Point-per-instance localization data:
=== Begin Enclosure ===

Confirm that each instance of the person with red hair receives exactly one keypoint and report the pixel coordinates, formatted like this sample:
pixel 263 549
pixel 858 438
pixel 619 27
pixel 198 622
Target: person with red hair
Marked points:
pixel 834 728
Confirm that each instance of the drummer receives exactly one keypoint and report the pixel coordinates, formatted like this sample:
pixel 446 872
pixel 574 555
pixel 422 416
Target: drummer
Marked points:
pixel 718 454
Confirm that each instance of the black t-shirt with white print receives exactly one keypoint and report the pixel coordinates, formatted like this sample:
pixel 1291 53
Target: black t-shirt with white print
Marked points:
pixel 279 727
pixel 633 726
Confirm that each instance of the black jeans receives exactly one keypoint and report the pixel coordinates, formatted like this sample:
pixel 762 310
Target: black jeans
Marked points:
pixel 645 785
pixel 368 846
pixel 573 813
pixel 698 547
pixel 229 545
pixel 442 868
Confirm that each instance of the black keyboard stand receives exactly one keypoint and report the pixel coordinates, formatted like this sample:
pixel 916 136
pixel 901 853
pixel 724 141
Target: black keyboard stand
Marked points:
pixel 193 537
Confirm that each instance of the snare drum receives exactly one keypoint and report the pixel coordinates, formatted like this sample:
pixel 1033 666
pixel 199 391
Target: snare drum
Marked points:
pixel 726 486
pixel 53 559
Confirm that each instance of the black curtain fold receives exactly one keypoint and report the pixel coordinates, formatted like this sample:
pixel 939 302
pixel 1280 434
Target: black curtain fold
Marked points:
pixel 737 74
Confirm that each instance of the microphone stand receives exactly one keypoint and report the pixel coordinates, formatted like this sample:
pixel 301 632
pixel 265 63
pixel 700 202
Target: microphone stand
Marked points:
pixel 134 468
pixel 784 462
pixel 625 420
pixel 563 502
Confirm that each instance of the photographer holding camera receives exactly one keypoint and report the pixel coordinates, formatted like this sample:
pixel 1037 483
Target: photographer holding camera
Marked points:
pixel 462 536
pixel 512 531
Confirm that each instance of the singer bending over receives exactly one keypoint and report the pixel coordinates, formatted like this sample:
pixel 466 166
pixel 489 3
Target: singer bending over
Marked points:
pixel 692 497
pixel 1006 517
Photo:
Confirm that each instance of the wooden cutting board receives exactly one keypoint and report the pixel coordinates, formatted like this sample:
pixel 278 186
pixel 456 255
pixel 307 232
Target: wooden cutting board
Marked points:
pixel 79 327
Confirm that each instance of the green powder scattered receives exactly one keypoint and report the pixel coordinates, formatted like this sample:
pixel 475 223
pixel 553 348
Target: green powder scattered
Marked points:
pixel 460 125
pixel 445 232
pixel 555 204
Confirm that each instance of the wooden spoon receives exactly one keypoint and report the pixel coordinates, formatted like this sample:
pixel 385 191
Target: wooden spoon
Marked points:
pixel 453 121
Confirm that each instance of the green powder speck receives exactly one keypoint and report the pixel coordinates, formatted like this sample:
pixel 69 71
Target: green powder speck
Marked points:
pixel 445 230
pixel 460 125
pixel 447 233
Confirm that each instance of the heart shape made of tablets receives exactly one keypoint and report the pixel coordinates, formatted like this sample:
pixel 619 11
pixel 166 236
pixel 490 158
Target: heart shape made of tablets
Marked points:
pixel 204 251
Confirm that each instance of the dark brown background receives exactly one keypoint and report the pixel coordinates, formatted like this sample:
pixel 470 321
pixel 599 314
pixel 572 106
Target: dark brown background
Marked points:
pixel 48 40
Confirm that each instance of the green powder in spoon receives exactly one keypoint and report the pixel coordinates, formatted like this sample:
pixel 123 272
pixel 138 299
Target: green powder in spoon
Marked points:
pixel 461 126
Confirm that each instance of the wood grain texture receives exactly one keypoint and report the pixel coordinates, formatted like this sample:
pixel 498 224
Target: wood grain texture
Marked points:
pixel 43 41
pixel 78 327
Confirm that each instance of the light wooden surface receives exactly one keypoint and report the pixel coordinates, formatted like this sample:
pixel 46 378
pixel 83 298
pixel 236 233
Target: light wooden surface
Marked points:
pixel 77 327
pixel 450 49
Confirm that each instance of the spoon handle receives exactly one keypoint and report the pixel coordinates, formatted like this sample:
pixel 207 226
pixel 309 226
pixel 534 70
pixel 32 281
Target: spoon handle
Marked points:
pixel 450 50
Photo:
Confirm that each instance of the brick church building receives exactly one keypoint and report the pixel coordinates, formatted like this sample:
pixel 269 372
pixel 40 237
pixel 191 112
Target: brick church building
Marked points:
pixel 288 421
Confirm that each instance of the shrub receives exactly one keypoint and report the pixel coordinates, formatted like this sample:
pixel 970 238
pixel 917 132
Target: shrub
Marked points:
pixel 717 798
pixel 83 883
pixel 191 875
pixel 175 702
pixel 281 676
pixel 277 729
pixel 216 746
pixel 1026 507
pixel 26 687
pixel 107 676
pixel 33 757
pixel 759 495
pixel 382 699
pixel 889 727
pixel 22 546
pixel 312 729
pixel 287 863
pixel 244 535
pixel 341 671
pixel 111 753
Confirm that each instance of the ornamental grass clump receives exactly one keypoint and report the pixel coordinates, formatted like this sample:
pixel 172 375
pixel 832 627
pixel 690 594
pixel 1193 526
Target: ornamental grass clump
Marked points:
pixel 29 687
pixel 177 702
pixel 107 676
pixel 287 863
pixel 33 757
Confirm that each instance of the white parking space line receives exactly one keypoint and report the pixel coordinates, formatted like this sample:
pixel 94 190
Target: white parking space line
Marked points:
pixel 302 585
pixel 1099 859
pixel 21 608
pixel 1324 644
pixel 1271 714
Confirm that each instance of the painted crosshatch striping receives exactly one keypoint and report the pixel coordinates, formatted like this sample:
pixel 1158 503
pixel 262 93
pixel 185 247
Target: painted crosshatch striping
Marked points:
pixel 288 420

=== End Enclosure ===

Each entry above should be restated exactly as supplied.

Confirm that each instance of the person with red hair receives exactly one keypoint and report the pixel coordinates, formatted like this sample:
pixel 263 549
pixel 858 438
pixel 619 27
pixel 198 622
Target: person with red hair
Marked points:
pixel 834 728
Confirm that each instance of the drummer receives exactly one keypoint and report the pixel coordinates, formatted like this sample:
pixel 446 872
pixel 574 555
pixel 422 416
Target: drummer
Marked points:
pixel 718 454
Confirm that each instance of the black t-shirt with white print receives exactly one keypoint and report the pixel coordinates, formatted like this sample:
pixel 1291 53
Target: black t-shirt with white print
Marked points:
pixel 279 727
pixel 633 726
Confirm that each instance of the black jeans receives exactly one keypoint and report the pixel coordinates, formatted like this sample:
pixel 762 310
Target: black jeans
Marked points:
pixel 645 785
pixel 368 846
pixel 573 813
pixel 698 547
pixel 229 545
pixel 442 868
Confirm that each instance of the black keyboard stand receives exactly one keypoint and report the pixel coordinates, formatted like this sample:
pixel 916 136
pixel 901 853
pixel 724 141
Target: black keyboard stand
Marked points:
pixel 193 537
Confirm that each instance of the snare drum receives exactly one keypoint and report the pixel coordinates, formatted like this sample:
pixel 1033 666
pixel 199 391
Target: snare drum
Marked points:
pixel 726 486
pixel 53 559
Confirm that each instance of the black curtain fold receives exactly one keypoint and report the pixel coordinates, formatted like this sample:
pixel 939 302
pixel 1280 434
Target: black curtain fold
Marked points:
pixel 737 74
Confirm that each instance of the microphone stand receives exactly one keypoint and report the pixel coordinates, formatted like this sample:
pixel 301 632
pixel 265 63
pixel 700 202
Target: microphone stand
Marked points:
pixel 134 468
pixel 784 462
pixel 625 420
pixel 563 502
Confirm that each instance of the photographer holding camera receives exactly one keypoint and report the pixel coordinates, formatted like this sample:
pixel 1037 483
Target: photographer holding camera
Marked points:
pixel 462 536
pixel 512 531
Confirm that each instance of the singer bending over receives exactly one keypoint and report the pixel coordinates, formatted like this sample:
pixel 466 166
pixel 489 3
Target: singer bending over
Marked points:
pixel 692 497
pixel 1006 517
Photo:
Confirm that each instance of the wooden cutting board receives exactly one keypoint and report the pixel coordinates, formatted like this sample:
pixel 278 186
pixel 456 255
pixel 307 232
Target: wooden cutting board
Marked points:
pixel 79 327
Confirm that each instance of the green powder scattered receives exactly one keypoint and report the pixel coordinates, formatted like this sample:
pixel 475 223
pixel 553 348
Target: green powder scattered
Marked points:
pixel 460 125
pixel 445 232
pixel 555 204
Confirm that each instance of the wooden spoon receives exactly one keypoint and report the pixel coordinates, formatted like this sample:
pixel 385 191
Target: wooden spoon
Marked points:
pixel 453 121
Confirm that each instance of the green powder speck receives exactly one keypoint and report the pixel coordinates, formatted like this sample:
pixel 69 71
Target: green powder speck
Marked points:
pixel 445 230
pixel 460 125
pixel 447 233
Confirm that each instance of the heart shape made of tablets receives exactly one keypoint and report the pixel coordinates, formatted like this sample:
pixel 619 11
pixel 166 236
pixel 490 158
Target: heart shape made of tablets
Marked points:
pixel 204 251
Confirm that each instance of the dark brown background receives exactly one keypoint and report the pixel coordinates, formatted like this sample:
pixel 470 321
pixel 599 314
pixel 572 106
Target: dark brown background
Marked points:
pixel 48 40
Confirm that each instance of the green powder in spoon receives exactly one keypoint and report the pixel coordinates, formatted like this sample:
pixel 123 272
pixel 138 299
Target: green powder in spoon
Marked points:
pixel 461 126
Confirm that each instance of the wood grain texture receives exactly one keypoint and report the pixel coordinates, formatted like this sample:
pixel 498 224
Target: wood grain texture
Marked points:
pixel 43 41
pixel 78 327
Confirm that each instance of the light wooden surface receives exactly one keypoint and report the pixel coordinates, formatted like this sample:
pixel 46 378
pixel 83 298
pixel 236 233
Target: light wooden surface
Marked points:
pixel 77 327
pixel 450 49
Confirm that each instance of the spoon handle receives exactly one keypoint and report the pixel coordinates, formatted like this sample:
pixel 207 226
pixel 309 226
pixel 534 70
pixel 32 281
Target: spoon handle
Marked points:
pixel 450 50
Photo:
Confirm that each instance of the brick church building receives exactly one keypoint and report the pixel coordinates, formatted like this sample:
pixel 269 372
pixel 40 237
pixel 191 112
Target: brick church building
Marked points:
pixel 288 421
Confirm that each instance of the shrub receives exactly one keypoint and report the pixel coordinates, formatted like this sample:
pixel 970 238
pixel 917 132
Target: shrub
Marked points:
pixel 717 798
pixel 83 883
pixel 191 875
pixel 175 702
pixel 281 676
pixel 277 729
pixel 216 746
pixel 1026 507
pixel 26 687
pixel 107 676
pixel 33 757
pixel 759 495
pixel 382 699
pixel 889 727
pixel 22 546
pixel 312 729
pixel 287 863
pixel 244 535
pixel 341 671
pixel 111 753
Confirm that each instance of the ornamental grass clump receives exactly one keypoint and report the pixel coordinates, formatted like this sample:
pixel 172 375
pixel 832 627
pixel 690 594
pixel 1193 526
Target: ornamental grass clump
Marked points:
pixel 29 687
pixel 177 702
pixel 107 676
pixel 287 863
pixel 33 757
Confirm that each instance of the white parking space line receives exactly one keypoint and report the pixel coordinates, formatted like this sample:
pixel 94 190
Target: white parking space line
Marked points:
pixel 302 585
pixel 1099 859
pixel 21 608
pixel 1324 644
pixel 1271 714
Confirm that each instance of the painted crosshatch striping receives exactly one keypoint and report the pixel coordinates, formatted like this sample:
pixel 1158 503
pixel 262 93
pixel 185 247
Target: painted crosshatch striping
Marked points:
pixel 288 420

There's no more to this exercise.